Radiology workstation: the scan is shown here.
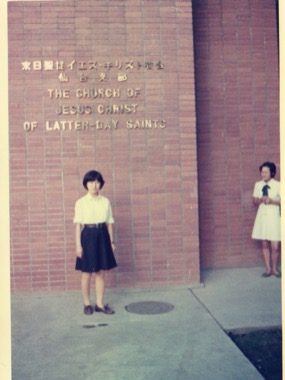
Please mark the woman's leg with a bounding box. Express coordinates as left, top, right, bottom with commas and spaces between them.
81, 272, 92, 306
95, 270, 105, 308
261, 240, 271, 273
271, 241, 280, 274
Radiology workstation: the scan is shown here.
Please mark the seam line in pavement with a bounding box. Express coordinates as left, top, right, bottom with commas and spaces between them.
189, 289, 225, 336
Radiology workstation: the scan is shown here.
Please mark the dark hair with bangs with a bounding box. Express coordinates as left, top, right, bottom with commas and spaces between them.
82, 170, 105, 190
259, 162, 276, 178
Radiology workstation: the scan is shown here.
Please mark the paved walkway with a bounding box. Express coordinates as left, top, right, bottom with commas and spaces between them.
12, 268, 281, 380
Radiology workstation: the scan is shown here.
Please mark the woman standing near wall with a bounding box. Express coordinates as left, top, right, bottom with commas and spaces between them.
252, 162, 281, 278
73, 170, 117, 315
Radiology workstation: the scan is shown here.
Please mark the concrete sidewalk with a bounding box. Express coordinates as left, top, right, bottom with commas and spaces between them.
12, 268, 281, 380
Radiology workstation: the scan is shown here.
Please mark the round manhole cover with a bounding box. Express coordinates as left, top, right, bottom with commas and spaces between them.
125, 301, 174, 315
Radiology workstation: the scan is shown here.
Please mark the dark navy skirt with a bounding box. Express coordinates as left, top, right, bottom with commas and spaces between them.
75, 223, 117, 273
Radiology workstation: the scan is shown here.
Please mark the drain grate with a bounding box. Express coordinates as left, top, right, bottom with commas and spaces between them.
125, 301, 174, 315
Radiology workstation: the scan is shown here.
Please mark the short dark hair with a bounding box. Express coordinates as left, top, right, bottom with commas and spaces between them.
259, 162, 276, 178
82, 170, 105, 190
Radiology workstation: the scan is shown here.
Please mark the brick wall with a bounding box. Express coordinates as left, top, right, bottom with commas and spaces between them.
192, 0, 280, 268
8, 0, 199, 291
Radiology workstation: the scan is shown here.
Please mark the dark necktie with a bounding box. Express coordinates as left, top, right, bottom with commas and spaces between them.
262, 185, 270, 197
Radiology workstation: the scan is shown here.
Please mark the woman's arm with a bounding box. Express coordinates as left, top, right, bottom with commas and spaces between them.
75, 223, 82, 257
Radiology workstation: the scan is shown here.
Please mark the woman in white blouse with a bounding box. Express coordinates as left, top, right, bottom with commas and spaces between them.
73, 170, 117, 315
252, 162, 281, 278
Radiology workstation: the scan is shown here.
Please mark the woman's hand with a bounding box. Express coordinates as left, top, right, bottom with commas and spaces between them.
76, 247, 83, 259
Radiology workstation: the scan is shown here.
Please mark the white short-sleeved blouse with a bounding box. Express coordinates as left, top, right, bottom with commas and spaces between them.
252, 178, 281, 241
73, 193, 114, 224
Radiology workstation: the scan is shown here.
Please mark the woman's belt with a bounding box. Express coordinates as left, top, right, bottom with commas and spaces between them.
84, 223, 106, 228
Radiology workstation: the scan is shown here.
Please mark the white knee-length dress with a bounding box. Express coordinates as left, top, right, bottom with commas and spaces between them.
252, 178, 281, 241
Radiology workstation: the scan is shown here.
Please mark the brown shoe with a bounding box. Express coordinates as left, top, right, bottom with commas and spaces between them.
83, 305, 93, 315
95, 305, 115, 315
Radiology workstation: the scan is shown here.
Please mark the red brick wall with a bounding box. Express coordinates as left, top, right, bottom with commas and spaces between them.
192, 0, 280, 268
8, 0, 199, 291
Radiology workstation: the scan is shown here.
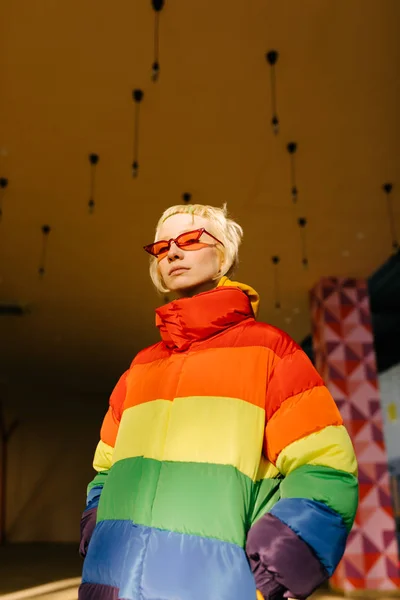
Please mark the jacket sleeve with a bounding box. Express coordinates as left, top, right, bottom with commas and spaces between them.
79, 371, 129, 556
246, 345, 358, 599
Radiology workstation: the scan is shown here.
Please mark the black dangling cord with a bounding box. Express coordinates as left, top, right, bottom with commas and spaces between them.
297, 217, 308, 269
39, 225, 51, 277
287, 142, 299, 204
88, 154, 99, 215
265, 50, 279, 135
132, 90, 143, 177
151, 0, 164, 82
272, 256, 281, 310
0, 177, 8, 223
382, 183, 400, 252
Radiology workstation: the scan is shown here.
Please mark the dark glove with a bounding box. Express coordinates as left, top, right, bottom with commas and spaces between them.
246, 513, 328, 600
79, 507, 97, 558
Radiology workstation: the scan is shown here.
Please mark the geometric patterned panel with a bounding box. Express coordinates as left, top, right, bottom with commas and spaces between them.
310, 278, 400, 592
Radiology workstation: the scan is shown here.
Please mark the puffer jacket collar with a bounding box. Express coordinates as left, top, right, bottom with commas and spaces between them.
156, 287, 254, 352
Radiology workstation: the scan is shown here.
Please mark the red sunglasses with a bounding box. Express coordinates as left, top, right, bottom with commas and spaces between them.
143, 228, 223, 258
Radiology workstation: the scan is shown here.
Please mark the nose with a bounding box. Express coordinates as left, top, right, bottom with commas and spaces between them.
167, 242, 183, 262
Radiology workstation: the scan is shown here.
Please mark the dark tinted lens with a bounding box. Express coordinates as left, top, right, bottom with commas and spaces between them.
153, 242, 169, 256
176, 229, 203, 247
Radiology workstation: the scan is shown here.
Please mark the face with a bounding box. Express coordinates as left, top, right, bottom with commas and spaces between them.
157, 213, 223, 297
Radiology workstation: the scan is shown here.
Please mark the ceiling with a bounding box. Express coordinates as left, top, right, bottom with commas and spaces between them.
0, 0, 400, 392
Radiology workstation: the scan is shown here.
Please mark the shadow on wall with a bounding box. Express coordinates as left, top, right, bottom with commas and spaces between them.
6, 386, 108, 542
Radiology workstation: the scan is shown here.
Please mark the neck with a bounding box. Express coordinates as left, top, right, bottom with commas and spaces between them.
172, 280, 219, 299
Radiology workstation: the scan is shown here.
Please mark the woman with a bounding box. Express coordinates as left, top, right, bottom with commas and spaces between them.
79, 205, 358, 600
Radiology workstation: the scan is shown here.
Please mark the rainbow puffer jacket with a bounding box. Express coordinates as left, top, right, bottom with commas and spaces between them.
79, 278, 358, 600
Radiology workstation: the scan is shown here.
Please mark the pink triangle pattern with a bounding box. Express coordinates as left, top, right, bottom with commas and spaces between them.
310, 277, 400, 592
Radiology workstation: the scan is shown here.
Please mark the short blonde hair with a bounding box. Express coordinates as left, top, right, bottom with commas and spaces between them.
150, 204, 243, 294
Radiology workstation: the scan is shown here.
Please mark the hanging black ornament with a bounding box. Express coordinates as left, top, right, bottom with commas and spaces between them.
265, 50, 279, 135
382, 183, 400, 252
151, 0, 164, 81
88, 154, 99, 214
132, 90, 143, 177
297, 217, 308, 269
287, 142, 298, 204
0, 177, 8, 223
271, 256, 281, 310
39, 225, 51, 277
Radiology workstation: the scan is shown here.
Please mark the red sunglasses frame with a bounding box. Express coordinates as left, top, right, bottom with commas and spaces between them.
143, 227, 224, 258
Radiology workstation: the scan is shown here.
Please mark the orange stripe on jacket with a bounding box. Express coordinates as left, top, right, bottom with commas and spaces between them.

━━━━━━━━━━━━━━━━

> **DIRECTION**:
Edit the rows from the first line through the line containing "271, 241, 280, 274", replacing "Express coordinates" with "List coordinates" and leaving everything else unchanged. Leave the picture out of your answer.

> **ANSWER TO THIS TASK**:
Radiology workstation: the scan is shown here.
Please mark the woman's leg with a bounding box. List coordinates as left, top, right, bottom with commas and spaces between them.
81, 272, 92, 306
95, 270, 105, 308
261, 240, 271, 273
271, 241, 280, 274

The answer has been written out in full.